(Dataset entries)
........

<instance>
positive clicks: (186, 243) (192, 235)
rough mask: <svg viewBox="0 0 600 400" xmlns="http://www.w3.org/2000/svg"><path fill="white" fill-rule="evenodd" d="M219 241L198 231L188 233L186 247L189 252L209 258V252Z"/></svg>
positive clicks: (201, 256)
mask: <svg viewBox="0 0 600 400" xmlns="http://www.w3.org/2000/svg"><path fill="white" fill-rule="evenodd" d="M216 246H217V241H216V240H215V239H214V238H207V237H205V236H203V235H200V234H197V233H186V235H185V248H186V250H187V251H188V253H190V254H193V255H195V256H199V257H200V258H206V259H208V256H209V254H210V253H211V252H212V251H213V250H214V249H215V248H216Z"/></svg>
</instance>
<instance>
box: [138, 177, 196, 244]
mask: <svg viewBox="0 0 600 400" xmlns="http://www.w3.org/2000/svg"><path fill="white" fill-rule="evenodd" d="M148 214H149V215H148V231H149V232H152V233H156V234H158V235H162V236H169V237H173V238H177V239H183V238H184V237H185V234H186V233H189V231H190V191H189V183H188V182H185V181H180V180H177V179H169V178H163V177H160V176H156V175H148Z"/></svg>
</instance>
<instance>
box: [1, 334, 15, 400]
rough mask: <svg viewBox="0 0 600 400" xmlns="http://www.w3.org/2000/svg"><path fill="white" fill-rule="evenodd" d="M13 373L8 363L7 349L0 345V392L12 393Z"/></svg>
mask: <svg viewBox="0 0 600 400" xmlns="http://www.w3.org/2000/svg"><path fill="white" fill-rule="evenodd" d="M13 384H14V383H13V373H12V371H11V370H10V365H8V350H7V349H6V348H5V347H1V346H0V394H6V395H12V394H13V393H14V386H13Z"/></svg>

........

◆ What to produce
How many lines in the rows above contain the string "clicks"? Case counts. Reply with the number only.

◆ Task response
2